> **WHAT TO DO**: Each line below should be quoted exactly, please.

> **DATA SUPPLIED**:

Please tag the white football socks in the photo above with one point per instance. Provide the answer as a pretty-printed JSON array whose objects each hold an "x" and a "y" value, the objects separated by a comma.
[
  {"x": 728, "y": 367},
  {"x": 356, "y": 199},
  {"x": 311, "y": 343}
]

> **ANSWER TO THIS TASK**:
Please tag the white football socks in the photo above with one point per instance. Provide the answer as a pretty-printed JSON array whose objects each hold an "x" and a "y" value, the objects separated by a comma.
[
  {"x": 728, "y": 367},
  {"x": 356, "y": 199},
  {"x": 311, "y": 343}
]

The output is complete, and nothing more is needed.